(Beginning of RECORD SET)
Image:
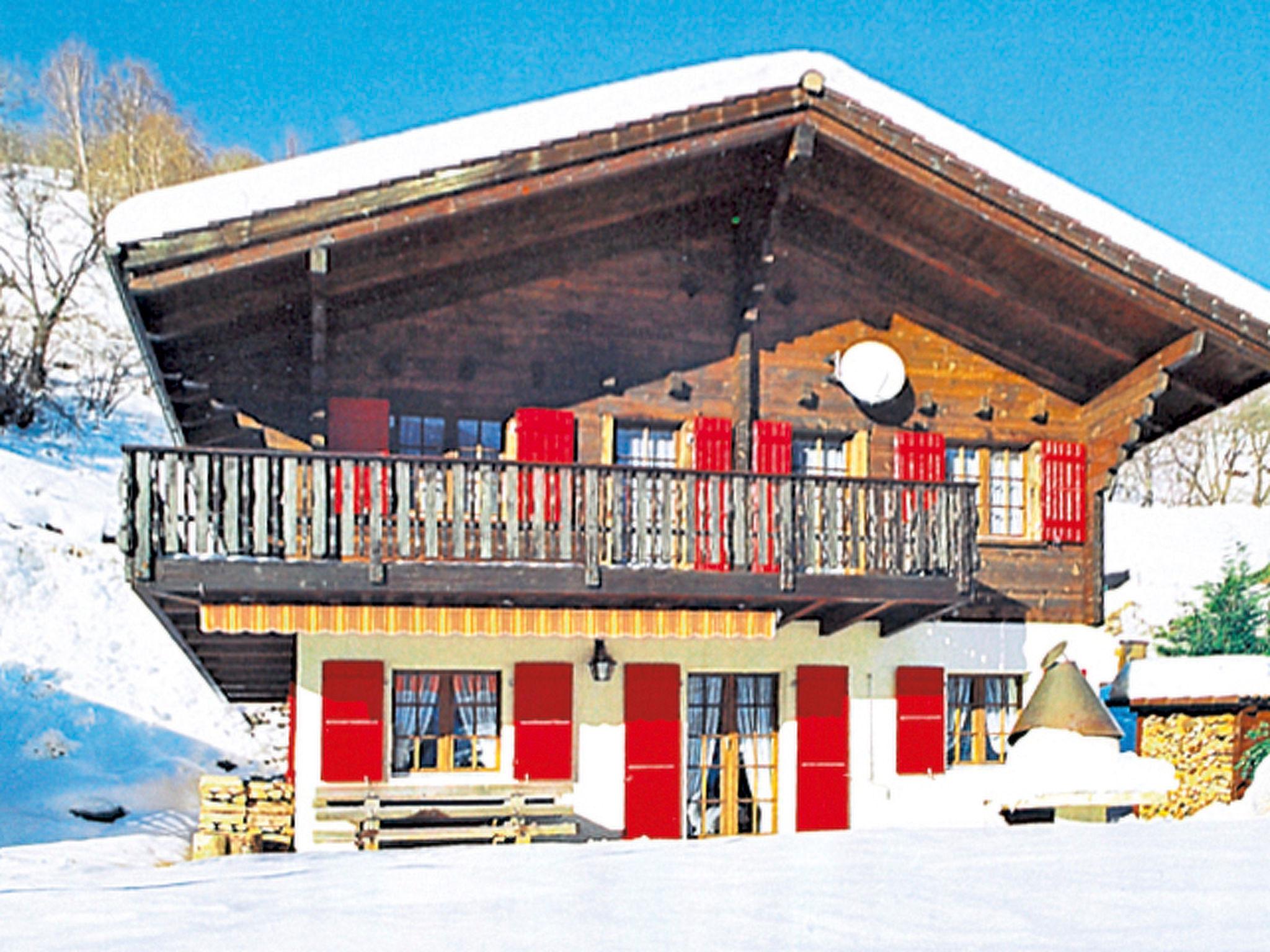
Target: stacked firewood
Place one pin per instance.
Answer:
(243, 816)
(270, 809)
(1202, 749)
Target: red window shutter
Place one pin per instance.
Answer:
(352, 721)
(653, 754)
(920, 457)
(357, 426)
(824, 769)
(1064, 507)
(543, 437)
(773, 448)
(920, 720)
(291, 733)
(711, 452)
(544, 721)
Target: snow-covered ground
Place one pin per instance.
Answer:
(1135, 885)
(99, 708)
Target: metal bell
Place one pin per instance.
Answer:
(1066, 701)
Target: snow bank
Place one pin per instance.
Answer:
(1059, 767)
(1170, 550)
(448, 144)
(1214, 676)
(1082, 888)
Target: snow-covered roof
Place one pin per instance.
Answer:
(443, 145)
(1194, 678)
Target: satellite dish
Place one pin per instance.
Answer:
(1052, 656)
(870, 371)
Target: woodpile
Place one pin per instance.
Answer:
(1202, 749)
(243, 816)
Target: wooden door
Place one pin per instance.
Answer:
(730, 786)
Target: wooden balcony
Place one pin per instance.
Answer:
(267, 526)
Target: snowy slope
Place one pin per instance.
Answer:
(98, 705)
(1170, 550)
(1173, 886)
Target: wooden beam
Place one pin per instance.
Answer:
(1114, 418)
(243, 244)
(1060, 236)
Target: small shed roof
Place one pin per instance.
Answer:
(1213, 679)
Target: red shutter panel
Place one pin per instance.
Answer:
(920, 720)
(291, 733)
(711, 452)
(352, 721)
(920, 457)
(824, 770)
(652, 718)
(357, 426)
(1062, 491)
(543, 437)
(773, 454)
(544, 721)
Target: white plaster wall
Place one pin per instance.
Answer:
(879, 796)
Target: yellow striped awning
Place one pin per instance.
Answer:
(488, 622)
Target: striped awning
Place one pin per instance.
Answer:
(488, 622)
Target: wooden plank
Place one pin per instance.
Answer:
(290, 506)
(321, 509)
(402, 471)
(487, 500)
(347, 514)
(539, 477)
(260, 506)
(375, 519)
(591, 516)
(567, 478)
(460, 512)
(202, 503)
(233, 503)
(431, 509)
(173, 496)
(143, 482)
(511, 506)
(785, 521)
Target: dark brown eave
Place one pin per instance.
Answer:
(355, 214)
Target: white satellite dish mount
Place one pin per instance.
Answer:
(870, 371)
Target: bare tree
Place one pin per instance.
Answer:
(47, 247)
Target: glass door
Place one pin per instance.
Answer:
(732, 754)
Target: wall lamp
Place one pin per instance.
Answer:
(601, 663)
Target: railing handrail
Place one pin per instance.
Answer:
(361, 457)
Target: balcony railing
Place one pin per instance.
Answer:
(213, 505)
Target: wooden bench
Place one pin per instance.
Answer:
(385, 814)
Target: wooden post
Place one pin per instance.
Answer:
(143, 563)
(591, 508)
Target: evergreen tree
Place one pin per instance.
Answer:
(1230, 619)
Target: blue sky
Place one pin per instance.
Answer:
(1160, 106)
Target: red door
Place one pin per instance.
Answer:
(544, 721)
(352, 721)
(711, 452)
(774, 454)
(824, 767)
(920, 720)
(543, 437)
(652, 715)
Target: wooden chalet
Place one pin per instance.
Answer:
(528, 464)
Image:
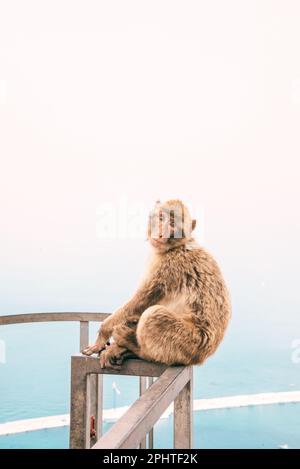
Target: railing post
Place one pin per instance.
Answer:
(143, 387)
(79, 413)
(96, 406)
(150, 434)
(183, 416)
(84, 334)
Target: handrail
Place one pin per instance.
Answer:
(173, 384)
(140, 418)
(49, 317)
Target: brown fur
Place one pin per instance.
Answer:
(181, 310)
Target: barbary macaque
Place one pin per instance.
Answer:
(179, 314)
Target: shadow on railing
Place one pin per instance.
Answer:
(135, 427)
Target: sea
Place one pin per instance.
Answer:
(35, 382)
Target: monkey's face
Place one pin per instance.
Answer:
(170, 225)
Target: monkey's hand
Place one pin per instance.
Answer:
(112, 356)
(96, 348)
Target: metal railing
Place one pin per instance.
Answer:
(135, 427)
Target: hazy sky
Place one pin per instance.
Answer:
(105, 102)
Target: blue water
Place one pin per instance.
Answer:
(247, 427)
(35, 382)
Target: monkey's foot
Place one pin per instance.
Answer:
(125, 337)
(96, 348)
(113, 357)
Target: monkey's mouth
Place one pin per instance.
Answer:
(159, 242)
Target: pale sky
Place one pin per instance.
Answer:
(138, 101)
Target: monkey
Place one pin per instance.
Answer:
(180, 311)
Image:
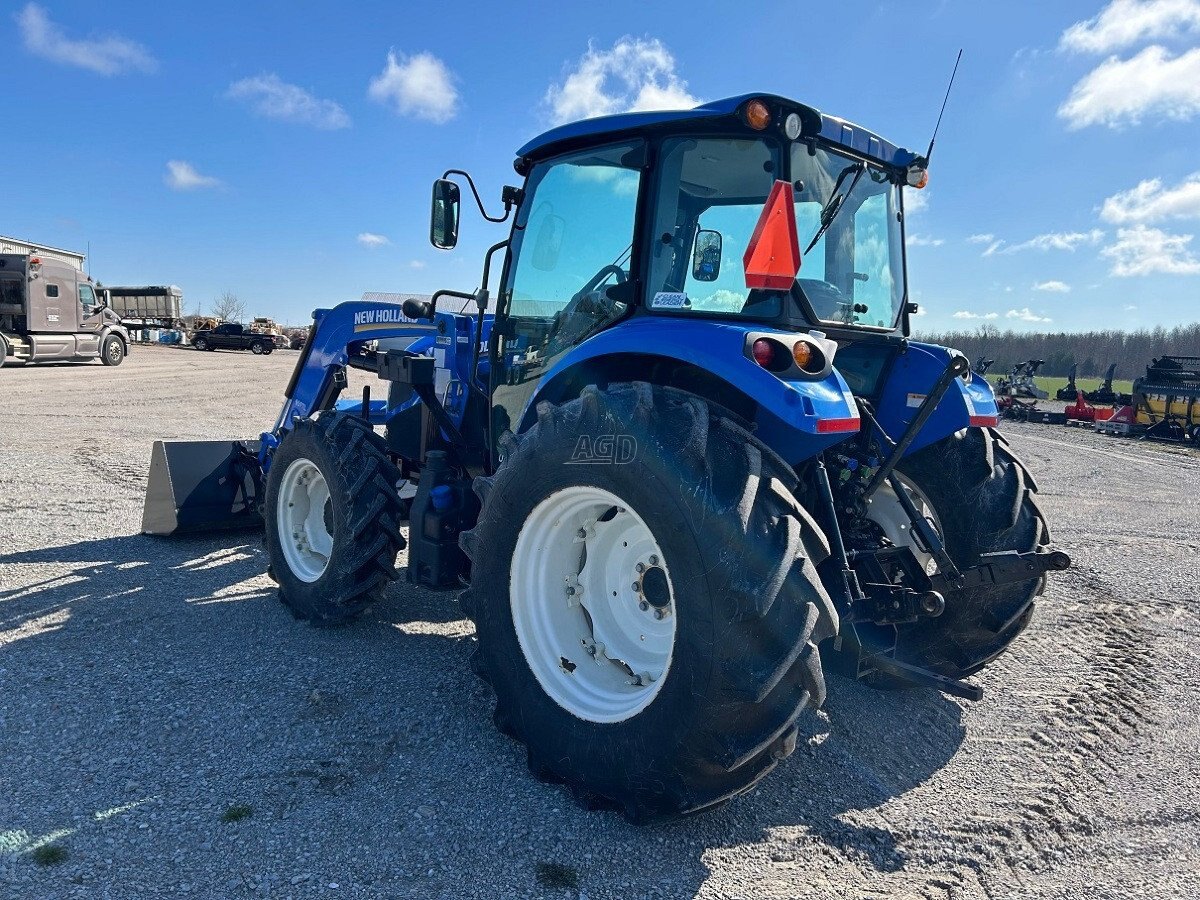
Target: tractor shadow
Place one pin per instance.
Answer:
(381, 724)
(End of RECORD SET)
Every line above that holds the word "monkey" should be copied out.

Target: monkey's face
Target: monkey's hand
Target: monkey's foot
Target: monkey's mouth
Target: monkey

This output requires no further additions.